_What is being asked_
Write out exactly, with both ends included, the lines that run from the line containing "point_per_instance = true" to the end of the entries. Pictures are not part of the answer.

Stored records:
┄┄┄┄┄┄┄┄┄┄┄┄┄┄┄┄┄┄┄┄

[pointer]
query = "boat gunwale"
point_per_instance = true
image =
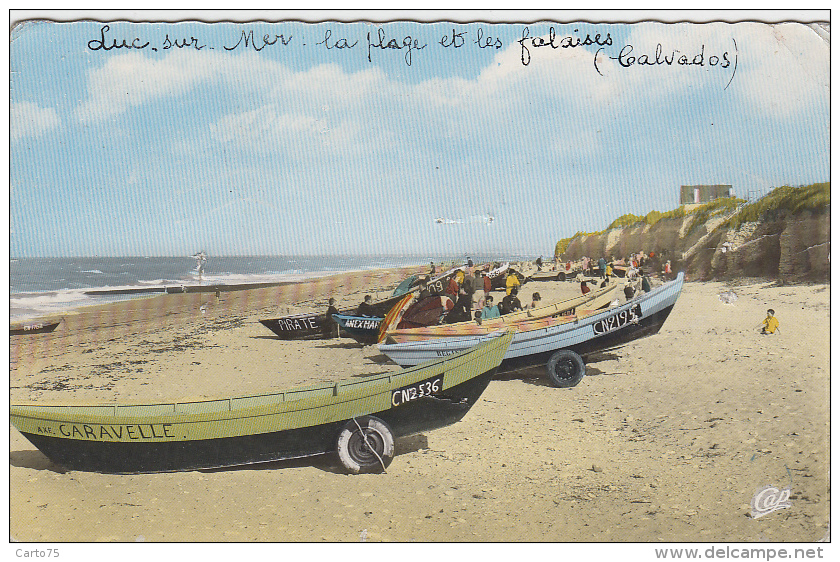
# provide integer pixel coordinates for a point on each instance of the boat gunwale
(499, 323)
(595, 316)
(332, 395)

┄┄┄┄┄┄┄┄┄┄┄┄┄┄┄┄┄┄┄┄

_Task solution_
point_per_instance = true
image =
# provide integer pixel coordinates for a point on each instance of the boat gunwale
(499, 323)
(595, 316)
(332, 395)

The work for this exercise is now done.